What to do:
Which lines in the rows below contain the word "window"? Extract each of those lines in full, and treat uppercase and lowercase as different.

Listed entries:
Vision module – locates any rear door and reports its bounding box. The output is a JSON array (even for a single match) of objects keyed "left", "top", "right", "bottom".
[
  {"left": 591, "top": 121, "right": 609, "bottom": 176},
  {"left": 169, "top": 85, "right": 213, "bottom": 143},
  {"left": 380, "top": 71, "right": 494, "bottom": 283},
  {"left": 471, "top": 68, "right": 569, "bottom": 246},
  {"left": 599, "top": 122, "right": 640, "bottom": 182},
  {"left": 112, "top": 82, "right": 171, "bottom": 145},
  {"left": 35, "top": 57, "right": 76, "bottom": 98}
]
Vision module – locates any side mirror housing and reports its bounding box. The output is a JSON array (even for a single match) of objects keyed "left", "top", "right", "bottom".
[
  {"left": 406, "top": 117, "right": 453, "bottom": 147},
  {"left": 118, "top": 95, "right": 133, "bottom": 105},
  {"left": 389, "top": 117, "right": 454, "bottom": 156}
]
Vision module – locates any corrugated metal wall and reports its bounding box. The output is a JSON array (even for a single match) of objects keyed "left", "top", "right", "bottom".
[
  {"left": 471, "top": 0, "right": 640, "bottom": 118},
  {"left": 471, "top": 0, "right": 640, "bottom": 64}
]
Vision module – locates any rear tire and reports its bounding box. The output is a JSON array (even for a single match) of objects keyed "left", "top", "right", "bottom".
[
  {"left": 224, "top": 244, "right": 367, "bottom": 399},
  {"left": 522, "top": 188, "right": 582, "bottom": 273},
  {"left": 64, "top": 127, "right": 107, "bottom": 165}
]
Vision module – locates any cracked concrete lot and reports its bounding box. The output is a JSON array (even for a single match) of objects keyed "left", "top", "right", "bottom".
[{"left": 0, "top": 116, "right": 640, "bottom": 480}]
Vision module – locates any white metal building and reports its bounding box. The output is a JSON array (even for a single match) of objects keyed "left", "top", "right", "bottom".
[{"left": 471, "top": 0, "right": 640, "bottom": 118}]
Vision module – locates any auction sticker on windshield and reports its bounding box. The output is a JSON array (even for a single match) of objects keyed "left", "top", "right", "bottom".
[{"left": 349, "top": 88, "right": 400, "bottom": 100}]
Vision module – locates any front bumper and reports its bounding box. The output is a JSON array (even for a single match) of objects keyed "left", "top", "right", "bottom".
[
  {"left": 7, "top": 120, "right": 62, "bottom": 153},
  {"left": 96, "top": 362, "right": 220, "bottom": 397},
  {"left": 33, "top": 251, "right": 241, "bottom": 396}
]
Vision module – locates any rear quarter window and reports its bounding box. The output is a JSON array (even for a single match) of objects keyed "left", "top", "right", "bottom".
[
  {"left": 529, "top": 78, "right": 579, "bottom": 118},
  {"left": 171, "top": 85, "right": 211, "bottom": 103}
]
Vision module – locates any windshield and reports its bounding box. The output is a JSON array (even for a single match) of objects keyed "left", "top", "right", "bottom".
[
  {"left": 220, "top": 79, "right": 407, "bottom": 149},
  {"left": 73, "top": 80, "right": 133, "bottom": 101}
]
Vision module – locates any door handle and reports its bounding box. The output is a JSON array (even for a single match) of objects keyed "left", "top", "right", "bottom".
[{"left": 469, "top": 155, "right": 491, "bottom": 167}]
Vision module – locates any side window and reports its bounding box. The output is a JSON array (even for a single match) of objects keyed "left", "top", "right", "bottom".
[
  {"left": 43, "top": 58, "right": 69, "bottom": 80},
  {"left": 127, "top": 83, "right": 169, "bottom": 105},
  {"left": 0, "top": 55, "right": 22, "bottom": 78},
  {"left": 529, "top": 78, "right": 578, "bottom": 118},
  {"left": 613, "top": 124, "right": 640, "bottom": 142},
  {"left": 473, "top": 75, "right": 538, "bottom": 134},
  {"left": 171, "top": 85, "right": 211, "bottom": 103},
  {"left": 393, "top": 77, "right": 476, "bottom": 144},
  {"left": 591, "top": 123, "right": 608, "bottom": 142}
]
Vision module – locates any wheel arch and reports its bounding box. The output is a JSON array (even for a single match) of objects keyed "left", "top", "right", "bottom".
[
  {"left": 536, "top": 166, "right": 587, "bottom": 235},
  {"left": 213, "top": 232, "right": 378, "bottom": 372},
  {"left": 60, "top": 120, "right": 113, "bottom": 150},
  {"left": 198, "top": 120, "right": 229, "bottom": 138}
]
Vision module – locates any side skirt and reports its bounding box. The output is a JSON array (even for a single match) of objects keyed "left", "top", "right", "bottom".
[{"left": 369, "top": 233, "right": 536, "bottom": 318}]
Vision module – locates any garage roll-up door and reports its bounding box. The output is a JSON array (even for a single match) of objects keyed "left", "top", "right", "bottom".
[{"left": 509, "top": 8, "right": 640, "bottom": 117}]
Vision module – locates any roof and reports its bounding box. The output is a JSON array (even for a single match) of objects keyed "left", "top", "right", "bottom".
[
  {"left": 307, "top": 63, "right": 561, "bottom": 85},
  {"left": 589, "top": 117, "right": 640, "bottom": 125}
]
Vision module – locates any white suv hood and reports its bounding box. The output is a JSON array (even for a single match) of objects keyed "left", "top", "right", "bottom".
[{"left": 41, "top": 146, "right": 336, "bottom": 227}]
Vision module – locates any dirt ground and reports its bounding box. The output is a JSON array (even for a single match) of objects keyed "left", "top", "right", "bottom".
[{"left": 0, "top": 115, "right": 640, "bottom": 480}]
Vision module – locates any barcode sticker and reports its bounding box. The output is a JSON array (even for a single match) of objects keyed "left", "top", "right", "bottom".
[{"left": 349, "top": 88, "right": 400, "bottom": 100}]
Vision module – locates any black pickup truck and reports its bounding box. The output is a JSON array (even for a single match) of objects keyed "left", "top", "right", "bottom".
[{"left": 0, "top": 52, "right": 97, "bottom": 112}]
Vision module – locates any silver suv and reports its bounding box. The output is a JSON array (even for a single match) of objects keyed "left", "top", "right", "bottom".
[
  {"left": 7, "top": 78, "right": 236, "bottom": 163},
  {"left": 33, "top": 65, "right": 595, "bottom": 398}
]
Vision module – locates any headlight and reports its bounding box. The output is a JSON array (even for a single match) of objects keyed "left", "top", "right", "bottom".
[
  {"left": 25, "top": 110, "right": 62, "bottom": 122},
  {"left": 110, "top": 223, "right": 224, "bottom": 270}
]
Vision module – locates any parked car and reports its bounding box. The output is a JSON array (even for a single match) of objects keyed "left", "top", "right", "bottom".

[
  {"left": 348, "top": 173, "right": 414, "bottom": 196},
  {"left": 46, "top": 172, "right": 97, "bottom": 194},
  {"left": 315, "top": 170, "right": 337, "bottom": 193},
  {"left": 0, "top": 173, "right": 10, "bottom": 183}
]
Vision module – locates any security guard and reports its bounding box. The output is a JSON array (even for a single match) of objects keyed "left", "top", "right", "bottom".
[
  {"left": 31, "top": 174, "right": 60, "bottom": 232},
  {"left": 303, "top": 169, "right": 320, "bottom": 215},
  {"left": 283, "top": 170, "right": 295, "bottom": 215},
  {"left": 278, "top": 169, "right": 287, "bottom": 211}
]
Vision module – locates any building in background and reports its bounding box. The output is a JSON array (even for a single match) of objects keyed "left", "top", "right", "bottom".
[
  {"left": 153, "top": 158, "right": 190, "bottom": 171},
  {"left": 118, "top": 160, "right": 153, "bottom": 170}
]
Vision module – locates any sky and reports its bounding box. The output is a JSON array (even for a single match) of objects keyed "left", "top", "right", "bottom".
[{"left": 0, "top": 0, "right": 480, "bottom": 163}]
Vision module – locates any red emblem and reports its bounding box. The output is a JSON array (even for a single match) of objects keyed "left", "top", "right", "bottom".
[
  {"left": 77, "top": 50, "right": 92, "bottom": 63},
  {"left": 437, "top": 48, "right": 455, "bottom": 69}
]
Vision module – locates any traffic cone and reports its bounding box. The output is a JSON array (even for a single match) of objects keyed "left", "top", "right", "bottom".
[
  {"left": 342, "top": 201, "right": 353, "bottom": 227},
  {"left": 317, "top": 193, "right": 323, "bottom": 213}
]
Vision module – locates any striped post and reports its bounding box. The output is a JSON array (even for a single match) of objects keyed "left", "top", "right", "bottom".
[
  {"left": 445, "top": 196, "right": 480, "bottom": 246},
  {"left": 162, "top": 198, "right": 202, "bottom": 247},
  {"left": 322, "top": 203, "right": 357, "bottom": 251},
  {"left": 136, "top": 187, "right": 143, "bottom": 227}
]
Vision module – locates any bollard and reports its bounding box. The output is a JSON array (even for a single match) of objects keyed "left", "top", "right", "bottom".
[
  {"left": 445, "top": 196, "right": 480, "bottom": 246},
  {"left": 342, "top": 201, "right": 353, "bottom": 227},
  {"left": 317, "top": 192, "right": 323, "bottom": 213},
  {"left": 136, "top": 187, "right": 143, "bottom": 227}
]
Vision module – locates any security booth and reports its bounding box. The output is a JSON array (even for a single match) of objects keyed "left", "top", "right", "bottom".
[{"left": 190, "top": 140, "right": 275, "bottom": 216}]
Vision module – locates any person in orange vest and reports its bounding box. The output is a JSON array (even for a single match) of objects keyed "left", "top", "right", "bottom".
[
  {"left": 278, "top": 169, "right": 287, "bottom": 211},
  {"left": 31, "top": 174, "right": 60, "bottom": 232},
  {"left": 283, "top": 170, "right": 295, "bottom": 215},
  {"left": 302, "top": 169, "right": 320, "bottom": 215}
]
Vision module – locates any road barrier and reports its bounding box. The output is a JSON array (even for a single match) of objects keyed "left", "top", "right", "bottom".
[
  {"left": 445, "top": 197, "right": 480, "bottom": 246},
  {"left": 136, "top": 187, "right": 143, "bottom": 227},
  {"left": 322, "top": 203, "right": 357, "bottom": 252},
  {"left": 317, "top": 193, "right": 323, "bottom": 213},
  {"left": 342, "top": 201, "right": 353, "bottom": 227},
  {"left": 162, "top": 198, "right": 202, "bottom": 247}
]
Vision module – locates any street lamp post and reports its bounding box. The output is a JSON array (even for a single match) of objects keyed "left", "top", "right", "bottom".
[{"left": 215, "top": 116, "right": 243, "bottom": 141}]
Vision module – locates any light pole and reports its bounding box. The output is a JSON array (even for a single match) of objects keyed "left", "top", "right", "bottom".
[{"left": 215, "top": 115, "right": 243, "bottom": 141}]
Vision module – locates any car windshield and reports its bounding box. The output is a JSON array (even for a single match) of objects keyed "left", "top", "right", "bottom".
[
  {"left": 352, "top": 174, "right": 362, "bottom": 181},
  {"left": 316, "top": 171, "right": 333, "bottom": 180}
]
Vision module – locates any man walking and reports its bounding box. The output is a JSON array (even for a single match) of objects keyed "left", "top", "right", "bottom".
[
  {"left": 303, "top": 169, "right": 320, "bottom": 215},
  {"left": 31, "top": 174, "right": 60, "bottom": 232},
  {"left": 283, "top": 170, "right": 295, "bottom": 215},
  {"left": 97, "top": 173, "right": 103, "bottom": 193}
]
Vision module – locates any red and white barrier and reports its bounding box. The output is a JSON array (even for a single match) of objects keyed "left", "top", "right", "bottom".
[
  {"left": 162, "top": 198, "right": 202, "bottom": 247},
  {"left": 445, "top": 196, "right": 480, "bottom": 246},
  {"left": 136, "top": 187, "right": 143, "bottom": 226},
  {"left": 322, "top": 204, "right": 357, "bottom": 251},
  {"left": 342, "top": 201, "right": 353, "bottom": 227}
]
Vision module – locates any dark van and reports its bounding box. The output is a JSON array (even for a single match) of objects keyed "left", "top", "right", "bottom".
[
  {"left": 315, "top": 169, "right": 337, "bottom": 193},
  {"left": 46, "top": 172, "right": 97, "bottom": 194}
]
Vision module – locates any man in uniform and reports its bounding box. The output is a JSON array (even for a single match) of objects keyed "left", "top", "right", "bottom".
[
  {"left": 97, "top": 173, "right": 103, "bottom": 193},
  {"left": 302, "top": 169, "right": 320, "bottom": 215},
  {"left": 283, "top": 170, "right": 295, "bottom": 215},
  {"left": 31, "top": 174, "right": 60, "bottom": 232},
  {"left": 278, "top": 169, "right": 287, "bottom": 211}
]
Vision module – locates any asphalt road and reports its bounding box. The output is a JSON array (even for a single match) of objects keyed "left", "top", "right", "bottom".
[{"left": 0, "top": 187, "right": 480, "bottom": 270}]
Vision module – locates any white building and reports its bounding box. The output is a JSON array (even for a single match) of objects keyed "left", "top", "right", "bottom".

Solution to this task:
Vision module – locates any rear quarter window and reports its bounding box. The output is a JSON array (even for a single match) of objects keyed "left", "top", "right", "bottom".
Vision module – locates any side window and reports its bounding box. The output is a JSON array (even for a single match) of objects keyed "left", "top", "right", "bottom".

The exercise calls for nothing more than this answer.